• _Exercise prompt_
Put every line of the data below into a JSON list of strings, one string per line, leaving out any blank lines.

[Items from a labeling collection]
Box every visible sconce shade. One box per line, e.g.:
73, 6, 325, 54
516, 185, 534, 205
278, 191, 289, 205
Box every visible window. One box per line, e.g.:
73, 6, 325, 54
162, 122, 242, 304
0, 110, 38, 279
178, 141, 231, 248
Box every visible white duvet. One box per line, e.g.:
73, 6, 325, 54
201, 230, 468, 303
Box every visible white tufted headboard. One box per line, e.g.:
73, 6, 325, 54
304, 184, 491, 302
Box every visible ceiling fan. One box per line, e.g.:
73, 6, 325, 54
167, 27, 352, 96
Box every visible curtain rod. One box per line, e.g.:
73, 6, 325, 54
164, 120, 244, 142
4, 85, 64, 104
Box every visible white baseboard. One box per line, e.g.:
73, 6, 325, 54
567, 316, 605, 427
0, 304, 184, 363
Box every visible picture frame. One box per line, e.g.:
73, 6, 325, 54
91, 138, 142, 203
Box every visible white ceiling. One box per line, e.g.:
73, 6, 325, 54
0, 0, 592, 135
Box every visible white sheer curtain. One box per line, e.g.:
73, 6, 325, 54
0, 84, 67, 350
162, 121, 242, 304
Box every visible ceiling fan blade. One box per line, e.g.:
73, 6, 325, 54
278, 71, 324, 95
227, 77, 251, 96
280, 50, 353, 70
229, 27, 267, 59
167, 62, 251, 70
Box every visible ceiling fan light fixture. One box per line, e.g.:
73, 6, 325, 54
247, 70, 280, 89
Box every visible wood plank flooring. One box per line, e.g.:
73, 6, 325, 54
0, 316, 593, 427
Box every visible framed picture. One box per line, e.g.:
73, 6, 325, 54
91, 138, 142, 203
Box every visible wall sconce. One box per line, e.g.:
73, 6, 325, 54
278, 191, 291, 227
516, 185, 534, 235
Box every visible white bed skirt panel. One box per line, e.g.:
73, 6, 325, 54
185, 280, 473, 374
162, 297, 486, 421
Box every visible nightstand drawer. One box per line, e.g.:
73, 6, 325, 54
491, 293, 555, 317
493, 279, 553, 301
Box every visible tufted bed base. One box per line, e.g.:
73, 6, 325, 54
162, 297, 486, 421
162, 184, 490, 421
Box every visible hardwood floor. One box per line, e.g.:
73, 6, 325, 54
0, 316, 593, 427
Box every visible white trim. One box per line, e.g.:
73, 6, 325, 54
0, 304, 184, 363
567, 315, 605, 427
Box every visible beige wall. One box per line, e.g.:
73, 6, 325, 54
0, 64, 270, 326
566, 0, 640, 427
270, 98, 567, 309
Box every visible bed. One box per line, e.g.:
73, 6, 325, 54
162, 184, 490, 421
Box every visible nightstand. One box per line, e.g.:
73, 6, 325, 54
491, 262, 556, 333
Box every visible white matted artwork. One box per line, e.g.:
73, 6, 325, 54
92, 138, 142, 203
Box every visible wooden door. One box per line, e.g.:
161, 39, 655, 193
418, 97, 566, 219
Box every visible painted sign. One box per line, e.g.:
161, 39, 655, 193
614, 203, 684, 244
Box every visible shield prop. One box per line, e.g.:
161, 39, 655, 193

• _Answer to this task_
[
  "Box every visible sconce shade. One box per line, e.g.:",
  "73, 6, 325, 54",
  "516, 185, 534, 205",
  "278, 191, 289, 205",
  "Box every visible window. One box per line, e.g.:",
  "73, 6, 325, 54",
  "162, 122, 242, 304",
  "0, 110, 38, 279",
  "178, 141, 231, 248",
  "Box every visible white duvet. One box per line, e.g.:",
  "73, 6, 325, 54",
  "201, 230, 468, 303",
  "Box every visible white tufted headboard. One box per line, e.g.:",
  "73, 6, 325, 54",
  "304, 184, 491, 302",
  "Box every visible ceiling fan. One box per line, e.g.:",
  "73, 6, 325, 54",
  "167, 27, 352, 96",
  "Box every visible curtain rod. One box per line, e.g.:",
  "73, 6, 325, 54",
  "164, 120, 244, 142",
  "4, 85, 64, 104",
  "Box every visible white baseboard. One box per line, e.g.:",
  "73, 6, 325, 54",
  "567, 316, 605, 427",
  "0, 304, 184, 363",
  "Box every visible picture frame. One box per line, e.g.:",
  "73, 6, 325, 54",
  "91, 138, 142, 203",
  "Box every visible white ceiling. One box per line, e.g.:",
  "73, 6, 325, 54",
  "0, 0, 592, 135",
  "Box every visible white sheer curtain. One box per line, e.g.:",
  "73, 6, 325, 54",
  "0, 84, 67, 350",
  "162, 121, 242, 304",
  "Box every visible ceiling fan blade. One box per line, e.g.:",
  "73, 6, 325, 54",
  "278, 71, 324, 95",
  "227, 77, 251, 96",
  "280, 50, 353, 70",
  "229, 27, 267, 59",
  "167, 62, 251, 70",
  "Box every visible ceiling fan light fixture. One box per line, e.g.:",
  "73, 6, 325, 54",
  "247, 70, 280, 89",
  "Box every visible wood plank flooring. One box per line, e.g.:",
  "73, 6, 325, 54",
  "0, 316, 593, 427",
  "Box every visible framed picture. One box per line, e.g.:",
  "73, 6, 325, 54",
  "91, 138, 142, 203",
  "Box every visible wall sconce. One box per line, e.g.:",
  "73, 6, 325, 54",
  "278, 191, 291, 227",
  "516, 185, 534, 235",
  "Box every visible white bed skirt panel. One box per line, e.g.:",
  "73, 6, 325, 54",
  "185, 280, 473, 374",
  "162, 297, 486, 421",
  "Box every visible nightstand drawer. One box per line, e.g.:",
  "73, 6, 325, 54",
  "491, 293, 555, 317",
  "493, 279, 553, 301",
  "Box every visible tufted bed base. One box per line, e.g.:",
  "73, 6, 325, 54",
  "162, 297, 486, 421",
  "162, 184, 490, 421",
  "Box every visible hardwood floor. One box per line, e.g.:",
  "73, 6, 325, 54",
  "0, 316, 593, 427",
  "Box every visible white trim. One box per line, e.g.:",
  "73, 6, 325, 54",
  "0, 304, 184, 363",
  "567, 315, 605, 427",
  "Box every visible beige wall. One box per line, e.g.:",
  "73, 6, 325, 54",
  "0, 64, 270, 326",
  "566, 0, 640, 427",
  "270, 98, 567, 309",
  "Box every visible bed. One box per line, e.g.:",
  "73, 6, 325, 54",
  "162, 184, 490, 421",
  "Box every visible nightstand. One box per line, e.g.:",
  "73, 6, 325, 54",
  "491, 262, 556, 333",
  "Box every visible white matted artwork. One box per line, e.g.:",
  "73, 6, 325, 54",
  "92, 138, 142, 203",
  "Box every visible wooden door. One box per line, e.g.:",
  "161, 39, 655, 193",
  "418, 97, 566, 219",
  "Box every visible painted sign. One box per line, e.g.:",
  "161, 39, 655, 193",
  "614, 203, 684, 244",
  "Box every visible shield prop. One box per line, e.g.:",
  "161, 39, 655, 193"
]